- _Document text_:

By now you may be well versed in my situation in India, but for those new readers who have only just joined us here is a quick summary:
I moved to India to work as a sound engineer bringing with me my beautiful baby daughter. During this time I had many adventures and met some colourful characters, faced all sorts of challenges, many to do with being a single mother. My daughter went to a great international school and my long-term Indian boyfriend moved in and all was bliss until I quit my job for oh-so-many-reasons. I then spent a few weeks trying my luck as a voice-over actress and generally enjoying exploring Mumbai, which brings us up to round about now….
My other half had found himself also without work and one day we made the big old decision that we would try our luck in the UK.
I was half-excited (Friends! Family! No language barrier at work! Five day week thus time to spend with daughter! Better pay!).
I was also mortified at the prospect (Crappy grey weather! Expensive living! All the silly social politics of my old social scene! Ex-boyfriends! Just England!).
We decided to get married – for love of course, but it would certainly help with our immigration case. I had previously glanced over the UK immigration rules and at first look it appeared my mother would have to sponsor my partner until we found our feet, but she was happy enough to do this.
In celebration we planned one last family holiday to Goa.
Then the evening before we got our train to Goa, a bombshell hit.
I looked by chance on the immigration website – it had all changed! I realised that actually I’d got it wrong- my mother couldn’t sponsor my partner – only I could! To be able to do this I had to have been working in a full time UK job for at least six months earning at least £18500 a year. I was a self (un)employed sound engineer who had been working in India!

- _Task requirements_: Please state the minimum yearly salary that the UK immigration rules in the post required for sponsoring a partner. The data that follows comes from a different source.

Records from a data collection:
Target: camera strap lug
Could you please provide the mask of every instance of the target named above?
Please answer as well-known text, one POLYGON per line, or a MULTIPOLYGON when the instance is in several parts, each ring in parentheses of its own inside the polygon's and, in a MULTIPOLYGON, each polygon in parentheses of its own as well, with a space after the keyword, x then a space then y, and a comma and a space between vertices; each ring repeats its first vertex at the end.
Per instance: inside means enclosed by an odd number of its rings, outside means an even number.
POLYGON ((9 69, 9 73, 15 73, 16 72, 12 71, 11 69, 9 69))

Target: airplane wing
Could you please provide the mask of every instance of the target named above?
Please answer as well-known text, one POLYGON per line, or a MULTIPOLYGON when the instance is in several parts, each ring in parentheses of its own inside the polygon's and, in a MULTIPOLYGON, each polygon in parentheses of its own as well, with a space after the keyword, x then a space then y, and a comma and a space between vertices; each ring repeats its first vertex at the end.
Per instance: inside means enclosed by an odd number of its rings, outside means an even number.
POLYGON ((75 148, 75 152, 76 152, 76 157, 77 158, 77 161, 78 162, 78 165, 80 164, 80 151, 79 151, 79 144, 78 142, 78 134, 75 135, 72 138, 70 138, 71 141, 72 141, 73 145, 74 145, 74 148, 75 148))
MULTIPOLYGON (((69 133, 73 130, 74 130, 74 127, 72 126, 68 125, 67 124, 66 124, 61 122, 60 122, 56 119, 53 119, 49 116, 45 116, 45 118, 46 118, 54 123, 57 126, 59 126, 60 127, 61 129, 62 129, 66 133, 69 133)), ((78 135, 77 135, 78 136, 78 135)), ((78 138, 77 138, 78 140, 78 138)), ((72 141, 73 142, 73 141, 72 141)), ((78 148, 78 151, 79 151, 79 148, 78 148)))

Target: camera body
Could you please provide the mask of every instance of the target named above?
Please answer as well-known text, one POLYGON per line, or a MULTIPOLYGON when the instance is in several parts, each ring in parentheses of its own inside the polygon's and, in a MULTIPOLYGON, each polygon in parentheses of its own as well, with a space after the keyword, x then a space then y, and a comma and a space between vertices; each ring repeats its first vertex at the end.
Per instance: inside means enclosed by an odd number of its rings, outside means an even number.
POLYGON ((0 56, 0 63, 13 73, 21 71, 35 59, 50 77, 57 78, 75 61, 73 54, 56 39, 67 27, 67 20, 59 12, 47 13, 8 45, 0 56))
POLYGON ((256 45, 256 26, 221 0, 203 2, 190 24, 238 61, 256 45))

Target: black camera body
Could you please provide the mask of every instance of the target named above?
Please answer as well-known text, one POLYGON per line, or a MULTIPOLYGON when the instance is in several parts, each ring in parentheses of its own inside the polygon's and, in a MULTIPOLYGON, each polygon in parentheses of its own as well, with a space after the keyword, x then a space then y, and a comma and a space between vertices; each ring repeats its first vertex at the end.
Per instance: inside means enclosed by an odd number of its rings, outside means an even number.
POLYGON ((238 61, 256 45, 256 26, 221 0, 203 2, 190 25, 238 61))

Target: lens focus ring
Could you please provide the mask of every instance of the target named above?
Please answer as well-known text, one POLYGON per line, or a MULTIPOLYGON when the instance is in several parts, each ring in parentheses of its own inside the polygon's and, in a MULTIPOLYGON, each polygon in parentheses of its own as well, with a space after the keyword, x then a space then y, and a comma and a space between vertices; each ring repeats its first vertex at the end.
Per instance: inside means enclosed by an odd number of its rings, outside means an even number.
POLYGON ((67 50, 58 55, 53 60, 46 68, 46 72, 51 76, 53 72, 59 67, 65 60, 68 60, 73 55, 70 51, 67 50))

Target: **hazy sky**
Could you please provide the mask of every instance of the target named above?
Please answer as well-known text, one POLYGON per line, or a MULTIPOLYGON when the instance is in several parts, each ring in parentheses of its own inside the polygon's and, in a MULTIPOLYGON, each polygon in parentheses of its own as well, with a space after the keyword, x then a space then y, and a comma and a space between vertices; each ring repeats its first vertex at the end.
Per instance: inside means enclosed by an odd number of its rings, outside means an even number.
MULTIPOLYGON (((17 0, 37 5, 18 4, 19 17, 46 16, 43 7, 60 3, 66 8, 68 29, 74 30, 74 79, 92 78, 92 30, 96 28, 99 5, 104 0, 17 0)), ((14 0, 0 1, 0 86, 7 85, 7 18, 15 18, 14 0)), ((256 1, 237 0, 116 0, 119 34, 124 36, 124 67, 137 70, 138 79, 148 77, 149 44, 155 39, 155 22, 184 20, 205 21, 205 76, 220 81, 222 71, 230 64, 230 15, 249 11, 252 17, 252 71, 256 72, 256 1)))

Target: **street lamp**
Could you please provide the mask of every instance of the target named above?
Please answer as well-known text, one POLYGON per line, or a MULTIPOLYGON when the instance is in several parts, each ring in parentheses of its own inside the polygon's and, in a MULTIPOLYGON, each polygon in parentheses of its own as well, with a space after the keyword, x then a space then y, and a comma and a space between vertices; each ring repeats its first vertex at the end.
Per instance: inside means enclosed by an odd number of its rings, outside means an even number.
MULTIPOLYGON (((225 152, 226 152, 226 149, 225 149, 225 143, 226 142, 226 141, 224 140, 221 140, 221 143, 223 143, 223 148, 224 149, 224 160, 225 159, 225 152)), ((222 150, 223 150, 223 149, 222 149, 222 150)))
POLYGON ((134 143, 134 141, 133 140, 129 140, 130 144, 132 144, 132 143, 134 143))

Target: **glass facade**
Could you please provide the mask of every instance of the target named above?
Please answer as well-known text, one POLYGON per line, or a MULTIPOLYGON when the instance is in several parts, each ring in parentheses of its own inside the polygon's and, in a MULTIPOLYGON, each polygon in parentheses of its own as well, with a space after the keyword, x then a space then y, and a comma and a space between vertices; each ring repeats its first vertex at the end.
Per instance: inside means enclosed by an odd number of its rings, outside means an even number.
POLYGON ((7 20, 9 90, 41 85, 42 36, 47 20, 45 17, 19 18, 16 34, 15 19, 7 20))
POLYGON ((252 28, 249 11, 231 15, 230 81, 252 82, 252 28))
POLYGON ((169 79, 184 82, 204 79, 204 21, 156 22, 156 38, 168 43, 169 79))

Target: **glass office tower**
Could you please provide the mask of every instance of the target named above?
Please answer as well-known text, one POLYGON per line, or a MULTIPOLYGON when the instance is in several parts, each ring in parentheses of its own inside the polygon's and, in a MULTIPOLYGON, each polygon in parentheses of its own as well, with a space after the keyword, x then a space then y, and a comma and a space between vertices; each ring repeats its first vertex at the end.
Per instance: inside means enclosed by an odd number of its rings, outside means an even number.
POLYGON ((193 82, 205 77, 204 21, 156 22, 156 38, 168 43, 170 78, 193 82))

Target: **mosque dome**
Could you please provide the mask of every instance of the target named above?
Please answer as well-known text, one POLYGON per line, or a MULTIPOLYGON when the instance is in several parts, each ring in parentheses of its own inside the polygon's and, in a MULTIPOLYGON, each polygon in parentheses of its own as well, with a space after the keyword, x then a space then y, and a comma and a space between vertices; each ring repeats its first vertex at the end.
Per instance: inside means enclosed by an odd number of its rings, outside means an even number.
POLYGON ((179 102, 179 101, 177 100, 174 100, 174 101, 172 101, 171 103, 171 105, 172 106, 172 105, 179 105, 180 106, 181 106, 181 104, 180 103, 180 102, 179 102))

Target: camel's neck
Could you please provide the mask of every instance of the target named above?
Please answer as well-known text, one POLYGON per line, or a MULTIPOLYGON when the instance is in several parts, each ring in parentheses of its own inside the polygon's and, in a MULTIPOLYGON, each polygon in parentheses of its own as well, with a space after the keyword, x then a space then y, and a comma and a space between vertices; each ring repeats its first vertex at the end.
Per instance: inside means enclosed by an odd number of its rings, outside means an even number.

- _Final result_: At least £18500 a year.